● **PROVIDED PASSAGE**
____________________

The Food and Drug Administration has approved EMD Serono’s checkpoint inhibitor Bavencio (avelumab) plus the kinase inhibitor Inlyta (axitinib) as a first-line treatment option for people with advanced renal cell carcinoma, the most common type of kidney cancer.
This approval is supported by findings from the Phase III JAVELIN Renal 101 study, which showed that Bavencio plus Inlyta extends progression-free survival compared with the standard targeted therapy Sutent (sunitinib).
The nod follows last month’s approval of Merck’s checkpoint blocker Keytruda (pembrolizumab), also in combination with Inlyta, for the same indication.
Nearly 74,000 people will be diagnosed with kidney cancer this year, according to the American Cancer Society; renal cell carcinoma (RCC) accounts for more than 90% of these cases. Kidney cancer has few symptoms during its early stages, and many people already have metastatic disease that has spread beyond the kidney when they are diagnosed.
“A kidney cancer diagnosis is life-changing for both patients and their loved ones, and having a treatment strategy for their disease quickly becomes a priority,” patient advocate Dena Battle of KCCure said in a Pfizer press release. “The approval of new treatments such as Bavencio in combination with Inlyta gives patients with advanced RCC much-needed options.”
Bavencio is a PD-L1 checkpoint inhibitor, a type of immunotherapy that unleashes T cells to attack cancer. It is a monoclonal antibody administered by IV infusion every two weeks. It was previously approved for metastatic bladder cancer and Merkel cell carcinoma.
PD-1 is an immune checkpoint, a receptor on T cells that plays a role in regulating immune function. Some tumors can hijack PD-1 to turn off immune responses against them. By blocking the interaction between PD-1 and PD-L1, its binding partner, drugs like Bavencio can release the brakes and restore T-cell activity. People with higher PD-L1 levels in their tumors tend to do better on checkpoint inhibitors, but this isn’t a reliable predictor of individual response.
Inlyta, from Pfizer, is a targeted therapy that blocks the VEGFR tyrosine kinase enzyme, which plays a role in cell growth and blood vessel development. It is taken as a twice-daily pill.
As reported at the recent American Society of Clinical Oncology Genitourinary Cancers Symposium and in the New England Journal of Medicine, JAVELIN Renal 101 compared Bavencio plus Inlyta versus Sutent in 886 previously untreated people with advanced or metastatic RCC, 63% of whom had PD-L1 positive tumors.

____________________

● **DATA EXCERPTS**
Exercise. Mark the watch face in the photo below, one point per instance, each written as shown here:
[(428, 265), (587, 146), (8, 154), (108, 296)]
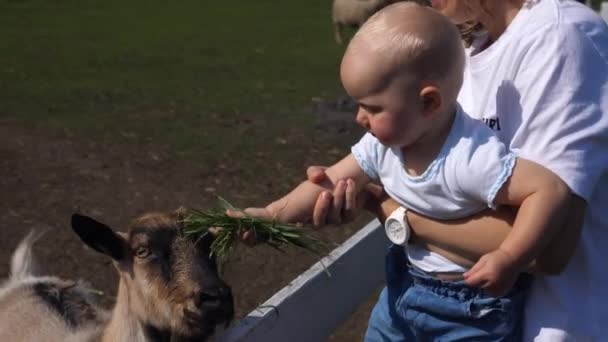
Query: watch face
[(396, 232)]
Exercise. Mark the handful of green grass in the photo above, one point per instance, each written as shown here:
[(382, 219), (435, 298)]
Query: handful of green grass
[(227, 230)]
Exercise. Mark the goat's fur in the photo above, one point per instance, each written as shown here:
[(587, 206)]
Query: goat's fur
[(169, 289), (45, 308)]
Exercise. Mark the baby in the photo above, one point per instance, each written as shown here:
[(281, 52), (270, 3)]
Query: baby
[(404, 68)]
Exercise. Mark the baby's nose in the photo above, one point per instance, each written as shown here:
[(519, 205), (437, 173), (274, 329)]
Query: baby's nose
[(362, 119)]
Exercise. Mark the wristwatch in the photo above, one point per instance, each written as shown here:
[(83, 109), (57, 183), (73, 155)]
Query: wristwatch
[(396, 227)]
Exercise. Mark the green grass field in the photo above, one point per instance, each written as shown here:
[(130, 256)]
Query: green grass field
[(205, 79)]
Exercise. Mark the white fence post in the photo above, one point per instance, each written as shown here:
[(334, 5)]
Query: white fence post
[(312, 306)]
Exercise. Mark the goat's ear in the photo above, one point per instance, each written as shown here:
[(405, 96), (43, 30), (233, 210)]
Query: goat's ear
[(99, 236)]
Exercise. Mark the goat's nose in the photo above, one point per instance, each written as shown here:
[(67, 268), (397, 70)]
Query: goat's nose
[(212, 297)]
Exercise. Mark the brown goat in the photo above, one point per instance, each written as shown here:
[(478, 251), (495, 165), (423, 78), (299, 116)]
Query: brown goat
[(169, 288)]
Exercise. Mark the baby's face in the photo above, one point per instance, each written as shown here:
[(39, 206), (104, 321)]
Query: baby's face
[(389, 105)]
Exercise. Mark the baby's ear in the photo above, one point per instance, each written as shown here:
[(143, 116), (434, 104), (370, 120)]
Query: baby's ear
[(430, 98)]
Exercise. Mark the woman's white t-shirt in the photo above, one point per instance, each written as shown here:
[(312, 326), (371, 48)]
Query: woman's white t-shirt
[(543, 87)]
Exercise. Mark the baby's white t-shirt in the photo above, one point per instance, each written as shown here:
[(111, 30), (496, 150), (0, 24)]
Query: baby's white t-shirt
[(463, 179), (543, 87)]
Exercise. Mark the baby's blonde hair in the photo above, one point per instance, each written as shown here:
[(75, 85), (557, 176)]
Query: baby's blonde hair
[(417, 40)]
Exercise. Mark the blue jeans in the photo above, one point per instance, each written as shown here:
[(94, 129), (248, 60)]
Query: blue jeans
[(417, 307)]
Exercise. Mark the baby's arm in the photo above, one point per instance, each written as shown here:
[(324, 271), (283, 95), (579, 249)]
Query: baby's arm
[(542, 198), (298, 205)]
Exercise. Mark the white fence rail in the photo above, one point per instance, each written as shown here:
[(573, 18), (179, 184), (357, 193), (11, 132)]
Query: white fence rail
[(311, 307)]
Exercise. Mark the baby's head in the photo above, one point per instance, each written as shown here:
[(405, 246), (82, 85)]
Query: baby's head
[(404, 67)]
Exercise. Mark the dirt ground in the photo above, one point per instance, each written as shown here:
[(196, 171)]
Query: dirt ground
[(46, 176)]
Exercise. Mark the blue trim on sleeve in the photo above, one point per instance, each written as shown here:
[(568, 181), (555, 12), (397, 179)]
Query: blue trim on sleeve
[(370, 171), (506, 172)]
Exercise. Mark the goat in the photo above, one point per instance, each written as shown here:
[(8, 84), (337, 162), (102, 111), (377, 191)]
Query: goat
[(169, 289), (354, 13), (45, 308)]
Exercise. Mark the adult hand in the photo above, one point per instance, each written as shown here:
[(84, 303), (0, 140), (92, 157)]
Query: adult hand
[(495, 273), (334, 207), (342, 205)]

____________________

● **WHAT TO PRODUCE**
Continue the article on the Bavencio and Inlyta approval for advanced kidney cancer, picking up after its last sentence.

● **EXPECTED ANSWER**
The median progression-free survival—meaning patients were still alive without worsening of disease—was 13.8 months in the Bavencio/Inlyta group compared with 8.4 months in the Sutent group, a 31% reduction in the risk of disease progression or death. Among those with PD-L1 positive tumors, the corresponding durations were 13.8 months and 7.2 months, a 39% reduction. Overall survival data are not yet mature because a majority of participants are still alive.
The overall response rate, meaning complete or partial tumor shrinkage, was about twice as high among people assigned to use Bavencio/Inlyta, both in the full study population (51% versus 26%) and in the PD-L1 positive subgroup (55% versus 26%). About 2% experienced complete remission. Bavencio/Inlyta outperformed Sutent in people classified as having good, intermediate or poor prognostic risk, and in those who had or did not have prior kidney surgery.
Treatment was generally safe but side effects were common. About 8% of participants who used Bavencio/Inlyta and 13% of those who used Sutent stopped treatment because of adverse events.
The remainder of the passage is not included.